### Exercise instructions
All entries must be extracted exactly, with nothing added or dropped.

════

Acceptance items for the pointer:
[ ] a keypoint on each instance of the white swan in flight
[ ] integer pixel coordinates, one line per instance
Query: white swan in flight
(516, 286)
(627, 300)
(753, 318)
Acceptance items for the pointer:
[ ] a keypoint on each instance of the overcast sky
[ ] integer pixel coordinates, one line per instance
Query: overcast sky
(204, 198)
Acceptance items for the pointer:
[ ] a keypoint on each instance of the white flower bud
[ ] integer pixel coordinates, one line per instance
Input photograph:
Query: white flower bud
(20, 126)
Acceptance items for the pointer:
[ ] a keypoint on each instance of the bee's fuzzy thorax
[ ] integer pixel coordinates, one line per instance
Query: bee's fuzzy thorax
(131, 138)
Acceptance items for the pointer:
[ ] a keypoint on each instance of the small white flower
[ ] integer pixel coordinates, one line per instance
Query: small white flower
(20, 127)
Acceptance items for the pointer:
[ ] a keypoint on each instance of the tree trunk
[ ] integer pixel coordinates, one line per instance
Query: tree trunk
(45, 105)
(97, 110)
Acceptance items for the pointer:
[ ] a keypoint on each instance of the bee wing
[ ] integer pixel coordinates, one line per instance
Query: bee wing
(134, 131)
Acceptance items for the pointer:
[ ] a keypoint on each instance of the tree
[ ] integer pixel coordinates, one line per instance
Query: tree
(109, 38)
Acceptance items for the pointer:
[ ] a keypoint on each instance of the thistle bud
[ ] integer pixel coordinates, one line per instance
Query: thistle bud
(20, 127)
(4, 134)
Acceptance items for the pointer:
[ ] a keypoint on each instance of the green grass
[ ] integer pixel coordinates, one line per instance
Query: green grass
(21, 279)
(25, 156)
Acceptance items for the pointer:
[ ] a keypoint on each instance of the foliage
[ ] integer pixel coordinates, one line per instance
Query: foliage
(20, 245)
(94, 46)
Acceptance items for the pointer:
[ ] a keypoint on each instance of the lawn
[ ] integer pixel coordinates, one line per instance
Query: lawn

════

### Result for this task
Acceptance items for the pointer:
[ ] a keypoint on each instance of the white swan in flight
[ ] integer pixel coordinates, one line per instance
Query: white swan in flight
(516, 286)
(627, 300)
(753, 318)
Acceptance items for the pointer:
[ ] a keypoint on each instance of the overcast sky
[ ] integer pixel coordinates, one line per instance
Query: overcast sky
(204, 198)
Acceptance items for the pointer:
[ ] a keypoint on each instance of the white flower bud
[ ] integer pixel coordinates, one line per instance
Input photograph:
Query: white flower bud
(20, 126)
Acceptance items for the pointer:
[ ] a keypoint on each instance of the bee's fuzzy thorax
[ ] integer pixel coordinates, one line per instance
Query: bee's fuzzy thorax
(131, 138)
Acceptance items for the pointer:
[ ] a keypoint on each instance of the small white flower
[ ] integer pixel coordinates, one line per instance
Query: small white flower
(20, 127)
Acceptance items for the pointer:
[ ] a keypoint on each instance of the tree trunk
[ ] integer pixel coordinates, one line per instance
Query: tree trunk
(45, 105)
(97, 110)
Acceptance items for the pointer:
[ ] a keypoint on each instance of the bee wing
[ ] integer pixel coordinates, one line per instance
Query: bee wing
(134, 131)
Acceptance items for the pointer:
[ ] a keypoint on each instance of the tree
[ ] integer pixel coordinates, one line per instance
Query: tree
(109, 38)
Acceptance items for the pointer:
[ ] a keypoint on each instance of the thistle bud
[ ] integer pixel coordinates, one line per instance
Query: thistle bud
(20, 127)
(4, 134)
Acceptance items for the pointer:
[ ] a keypoint on each instance of the green grass
[ ] integer pixel coordinates, one line per instance
Query: green grass
(21, 279)
(25, 156)
Acceptance items for the pointer:
[ ] a keypoint on each instance of the foliage
[ ] integer pixel coordinates, one line per instance
Query: foliage
(20, 245)
(94, 46)
Acceptance items for the pointer:
[ ] a keypoint on each instance of the lawn
[ ] integer pixel coordinates, one line per instance
Query: lawn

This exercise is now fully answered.